Which lines run from the one containing "Target: white curtain" to the end of the entries below? Retype exactly those, both ends included.

DATA IN THIS EXERCISE Block Start

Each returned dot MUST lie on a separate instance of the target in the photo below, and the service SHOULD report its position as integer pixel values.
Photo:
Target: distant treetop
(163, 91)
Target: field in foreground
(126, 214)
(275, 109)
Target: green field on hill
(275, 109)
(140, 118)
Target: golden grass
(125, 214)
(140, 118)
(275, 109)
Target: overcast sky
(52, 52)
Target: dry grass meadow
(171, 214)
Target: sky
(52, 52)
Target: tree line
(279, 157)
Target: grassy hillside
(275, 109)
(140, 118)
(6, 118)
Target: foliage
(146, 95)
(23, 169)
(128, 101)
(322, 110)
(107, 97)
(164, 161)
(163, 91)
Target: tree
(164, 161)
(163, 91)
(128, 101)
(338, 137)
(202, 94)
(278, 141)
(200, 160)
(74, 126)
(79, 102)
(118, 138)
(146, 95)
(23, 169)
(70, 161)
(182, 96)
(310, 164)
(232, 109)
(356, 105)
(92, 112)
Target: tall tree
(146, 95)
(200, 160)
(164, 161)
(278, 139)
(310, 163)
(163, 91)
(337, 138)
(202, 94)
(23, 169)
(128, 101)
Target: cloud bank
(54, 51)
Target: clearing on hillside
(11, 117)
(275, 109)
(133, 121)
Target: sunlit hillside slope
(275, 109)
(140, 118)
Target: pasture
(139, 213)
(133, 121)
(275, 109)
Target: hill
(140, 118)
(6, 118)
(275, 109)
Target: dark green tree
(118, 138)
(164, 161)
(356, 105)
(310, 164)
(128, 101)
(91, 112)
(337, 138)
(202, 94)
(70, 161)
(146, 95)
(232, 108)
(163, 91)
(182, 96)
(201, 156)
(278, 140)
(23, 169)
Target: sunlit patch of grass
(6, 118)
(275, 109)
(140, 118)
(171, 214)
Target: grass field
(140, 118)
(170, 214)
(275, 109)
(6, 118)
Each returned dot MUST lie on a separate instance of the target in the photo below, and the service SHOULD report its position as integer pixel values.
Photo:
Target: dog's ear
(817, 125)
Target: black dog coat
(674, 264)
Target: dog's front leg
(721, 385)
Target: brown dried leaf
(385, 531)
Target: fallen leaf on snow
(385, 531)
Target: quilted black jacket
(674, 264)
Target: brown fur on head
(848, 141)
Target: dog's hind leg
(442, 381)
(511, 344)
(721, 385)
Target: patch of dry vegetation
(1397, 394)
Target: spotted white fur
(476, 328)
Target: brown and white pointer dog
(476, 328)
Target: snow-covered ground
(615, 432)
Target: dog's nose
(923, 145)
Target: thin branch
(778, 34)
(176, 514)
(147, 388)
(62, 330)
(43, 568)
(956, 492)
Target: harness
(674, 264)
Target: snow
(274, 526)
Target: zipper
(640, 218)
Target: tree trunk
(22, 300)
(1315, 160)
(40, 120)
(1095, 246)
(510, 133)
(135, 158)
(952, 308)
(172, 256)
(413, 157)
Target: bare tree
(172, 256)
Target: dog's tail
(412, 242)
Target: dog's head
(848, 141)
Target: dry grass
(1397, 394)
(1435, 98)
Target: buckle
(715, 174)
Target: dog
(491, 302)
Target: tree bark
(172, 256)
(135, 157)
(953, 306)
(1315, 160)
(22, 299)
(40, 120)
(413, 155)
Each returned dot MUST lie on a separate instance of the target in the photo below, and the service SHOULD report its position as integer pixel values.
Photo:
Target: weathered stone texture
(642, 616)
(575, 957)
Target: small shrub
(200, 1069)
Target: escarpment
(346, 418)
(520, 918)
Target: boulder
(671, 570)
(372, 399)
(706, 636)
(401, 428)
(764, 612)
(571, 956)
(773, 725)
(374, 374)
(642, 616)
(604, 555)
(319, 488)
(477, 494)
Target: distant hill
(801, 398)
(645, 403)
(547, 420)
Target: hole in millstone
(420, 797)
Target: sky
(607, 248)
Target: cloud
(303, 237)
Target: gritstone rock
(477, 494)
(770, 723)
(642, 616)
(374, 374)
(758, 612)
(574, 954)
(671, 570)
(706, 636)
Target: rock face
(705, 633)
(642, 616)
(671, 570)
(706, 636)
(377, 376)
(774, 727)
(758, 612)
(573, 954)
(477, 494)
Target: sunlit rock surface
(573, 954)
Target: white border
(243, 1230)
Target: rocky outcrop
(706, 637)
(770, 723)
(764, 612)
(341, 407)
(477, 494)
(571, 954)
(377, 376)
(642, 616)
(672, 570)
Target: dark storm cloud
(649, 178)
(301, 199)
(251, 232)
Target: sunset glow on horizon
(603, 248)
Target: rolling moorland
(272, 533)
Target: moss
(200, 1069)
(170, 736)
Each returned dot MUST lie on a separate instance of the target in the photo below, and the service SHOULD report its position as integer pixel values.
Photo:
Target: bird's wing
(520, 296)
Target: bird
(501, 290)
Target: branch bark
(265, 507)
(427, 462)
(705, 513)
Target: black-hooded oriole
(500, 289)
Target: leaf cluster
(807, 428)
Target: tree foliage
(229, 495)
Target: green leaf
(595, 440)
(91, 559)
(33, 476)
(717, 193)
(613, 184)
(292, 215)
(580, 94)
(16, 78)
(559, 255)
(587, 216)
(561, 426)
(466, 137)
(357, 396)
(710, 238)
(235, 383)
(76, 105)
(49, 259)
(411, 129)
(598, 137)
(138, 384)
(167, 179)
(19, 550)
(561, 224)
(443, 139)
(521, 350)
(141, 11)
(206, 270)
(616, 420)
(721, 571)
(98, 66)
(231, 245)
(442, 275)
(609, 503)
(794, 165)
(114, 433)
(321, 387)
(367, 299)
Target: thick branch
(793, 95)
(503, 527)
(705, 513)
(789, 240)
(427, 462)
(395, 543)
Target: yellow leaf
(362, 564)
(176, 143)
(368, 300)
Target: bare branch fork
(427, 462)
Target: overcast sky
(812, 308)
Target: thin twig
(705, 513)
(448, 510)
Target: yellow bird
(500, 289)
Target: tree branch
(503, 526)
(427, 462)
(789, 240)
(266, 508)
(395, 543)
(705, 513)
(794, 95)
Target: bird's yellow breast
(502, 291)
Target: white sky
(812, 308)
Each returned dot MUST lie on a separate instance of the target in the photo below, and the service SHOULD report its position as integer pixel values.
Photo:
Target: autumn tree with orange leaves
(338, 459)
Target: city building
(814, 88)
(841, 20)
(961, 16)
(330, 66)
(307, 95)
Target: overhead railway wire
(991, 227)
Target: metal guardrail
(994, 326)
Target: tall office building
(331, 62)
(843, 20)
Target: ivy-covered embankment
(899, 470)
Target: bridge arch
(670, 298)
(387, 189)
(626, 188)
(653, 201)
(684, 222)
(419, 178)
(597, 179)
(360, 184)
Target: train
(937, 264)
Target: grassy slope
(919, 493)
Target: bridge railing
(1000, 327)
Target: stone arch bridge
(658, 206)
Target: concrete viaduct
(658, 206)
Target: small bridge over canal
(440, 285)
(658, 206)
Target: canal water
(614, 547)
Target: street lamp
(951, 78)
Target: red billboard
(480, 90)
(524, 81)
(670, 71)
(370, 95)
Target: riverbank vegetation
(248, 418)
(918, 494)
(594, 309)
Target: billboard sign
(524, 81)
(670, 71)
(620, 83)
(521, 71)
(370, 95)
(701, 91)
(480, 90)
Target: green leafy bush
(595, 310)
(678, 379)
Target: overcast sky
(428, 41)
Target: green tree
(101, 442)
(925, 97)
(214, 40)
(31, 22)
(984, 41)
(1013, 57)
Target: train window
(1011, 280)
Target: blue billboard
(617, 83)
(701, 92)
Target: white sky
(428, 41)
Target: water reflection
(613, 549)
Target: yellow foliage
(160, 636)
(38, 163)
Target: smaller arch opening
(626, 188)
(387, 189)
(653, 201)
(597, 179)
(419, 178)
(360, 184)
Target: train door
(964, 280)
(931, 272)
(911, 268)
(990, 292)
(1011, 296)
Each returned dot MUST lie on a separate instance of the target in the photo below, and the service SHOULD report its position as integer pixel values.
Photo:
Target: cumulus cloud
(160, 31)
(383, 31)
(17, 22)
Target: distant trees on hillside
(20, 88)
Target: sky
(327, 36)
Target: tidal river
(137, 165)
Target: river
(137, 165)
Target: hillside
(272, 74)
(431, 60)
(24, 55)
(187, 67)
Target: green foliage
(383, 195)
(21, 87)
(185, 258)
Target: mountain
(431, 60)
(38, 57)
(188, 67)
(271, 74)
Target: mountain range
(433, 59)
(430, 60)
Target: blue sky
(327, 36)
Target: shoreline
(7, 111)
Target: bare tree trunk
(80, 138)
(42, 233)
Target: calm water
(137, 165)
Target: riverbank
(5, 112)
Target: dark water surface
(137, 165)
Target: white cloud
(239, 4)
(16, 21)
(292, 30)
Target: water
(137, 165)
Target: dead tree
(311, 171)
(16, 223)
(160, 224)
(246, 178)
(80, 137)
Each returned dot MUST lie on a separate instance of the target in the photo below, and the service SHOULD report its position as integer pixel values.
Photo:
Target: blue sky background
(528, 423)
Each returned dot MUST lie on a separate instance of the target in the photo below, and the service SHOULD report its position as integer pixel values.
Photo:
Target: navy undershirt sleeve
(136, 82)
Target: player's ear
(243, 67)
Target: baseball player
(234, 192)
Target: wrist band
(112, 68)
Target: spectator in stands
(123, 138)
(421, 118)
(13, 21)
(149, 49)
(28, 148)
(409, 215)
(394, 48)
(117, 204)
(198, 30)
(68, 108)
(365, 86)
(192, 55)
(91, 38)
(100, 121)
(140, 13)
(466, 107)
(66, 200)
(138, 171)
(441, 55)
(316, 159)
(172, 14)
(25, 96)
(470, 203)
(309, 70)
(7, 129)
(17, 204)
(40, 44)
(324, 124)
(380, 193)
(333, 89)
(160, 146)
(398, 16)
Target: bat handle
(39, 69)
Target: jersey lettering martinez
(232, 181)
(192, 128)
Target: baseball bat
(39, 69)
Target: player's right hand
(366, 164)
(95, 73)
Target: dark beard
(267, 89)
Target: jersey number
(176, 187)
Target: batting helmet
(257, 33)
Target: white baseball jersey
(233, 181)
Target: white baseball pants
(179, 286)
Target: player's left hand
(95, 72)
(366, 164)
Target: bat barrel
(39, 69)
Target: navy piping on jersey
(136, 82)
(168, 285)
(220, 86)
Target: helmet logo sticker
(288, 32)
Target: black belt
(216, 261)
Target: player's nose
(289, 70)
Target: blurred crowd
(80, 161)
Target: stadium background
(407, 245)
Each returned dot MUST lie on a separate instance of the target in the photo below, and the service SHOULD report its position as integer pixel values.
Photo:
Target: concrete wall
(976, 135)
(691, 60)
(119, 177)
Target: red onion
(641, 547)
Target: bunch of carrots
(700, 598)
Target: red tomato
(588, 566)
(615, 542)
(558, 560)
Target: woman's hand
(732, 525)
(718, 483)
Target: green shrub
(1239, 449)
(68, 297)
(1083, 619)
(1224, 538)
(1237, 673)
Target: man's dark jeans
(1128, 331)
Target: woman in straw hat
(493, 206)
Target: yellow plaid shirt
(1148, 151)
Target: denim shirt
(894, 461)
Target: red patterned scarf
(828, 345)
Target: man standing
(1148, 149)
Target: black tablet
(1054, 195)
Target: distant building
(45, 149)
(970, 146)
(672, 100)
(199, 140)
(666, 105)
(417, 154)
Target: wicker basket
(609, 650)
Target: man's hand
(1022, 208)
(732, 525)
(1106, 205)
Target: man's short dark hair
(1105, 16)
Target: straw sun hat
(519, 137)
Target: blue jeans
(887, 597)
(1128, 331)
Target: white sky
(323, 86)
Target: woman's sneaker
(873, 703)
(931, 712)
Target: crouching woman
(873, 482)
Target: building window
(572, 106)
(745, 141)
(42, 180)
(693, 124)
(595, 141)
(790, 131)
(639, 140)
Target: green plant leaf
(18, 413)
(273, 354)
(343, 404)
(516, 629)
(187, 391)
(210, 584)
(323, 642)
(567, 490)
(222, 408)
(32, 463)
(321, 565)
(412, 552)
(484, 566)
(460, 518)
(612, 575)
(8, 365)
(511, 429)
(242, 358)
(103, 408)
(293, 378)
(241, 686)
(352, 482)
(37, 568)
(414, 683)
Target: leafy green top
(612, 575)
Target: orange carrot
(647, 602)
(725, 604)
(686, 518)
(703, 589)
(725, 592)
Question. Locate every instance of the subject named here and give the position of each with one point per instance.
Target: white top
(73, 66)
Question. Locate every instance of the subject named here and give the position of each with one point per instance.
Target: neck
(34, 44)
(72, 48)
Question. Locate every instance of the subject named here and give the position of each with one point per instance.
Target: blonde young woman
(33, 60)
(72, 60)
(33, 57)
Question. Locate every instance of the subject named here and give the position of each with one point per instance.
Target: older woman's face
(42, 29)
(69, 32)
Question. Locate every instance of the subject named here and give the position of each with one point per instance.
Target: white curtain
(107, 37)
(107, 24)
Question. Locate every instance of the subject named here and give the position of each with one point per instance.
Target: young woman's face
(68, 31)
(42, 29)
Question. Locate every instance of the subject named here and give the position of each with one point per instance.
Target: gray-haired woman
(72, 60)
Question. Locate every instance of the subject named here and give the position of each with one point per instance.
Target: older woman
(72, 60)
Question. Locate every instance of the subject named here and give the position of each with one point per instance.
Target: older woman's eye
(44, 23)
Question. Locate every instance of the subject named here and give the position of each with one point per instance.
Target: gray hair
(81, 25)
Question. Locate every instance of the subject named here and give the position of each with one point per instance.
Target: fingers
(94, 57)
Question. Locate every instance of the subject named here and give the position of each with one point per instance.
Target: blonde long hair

DATA IN THIS EXERCISE Block End

* [RESPONSE TO THE TASK]:
Target: white curtain
(107, 37)
(107, 24)
Question. Locate every instance of the subject named here and give the position of each with one point per instance.
Target: young woman's face
(68, 31)
(42, 29)
Question. Locate every instance of the subject named here and give the position of each with one point per instance.
Target: gray-haired woman
(72, 60)
Question. Locate every instance of the subject named here and give the position of each with one point per instance.
Target: older woman
(72, 60)
Question. Locate every instance of the subject named here and give the position of each with one point per instance.
Target: older woman's eye
(44, 23)
Question. Locate every instance of the subject named here and give the position of each with one point per instance.
Target: gray hair
(81, 25)
Question. Locate every instance of the subject named here and give the position of each with one point per instance.
Target: fingers
(94, 57)
Question. Locate every instance of the subject named here and give the position of each with one point per instance.
Target: blonde long hair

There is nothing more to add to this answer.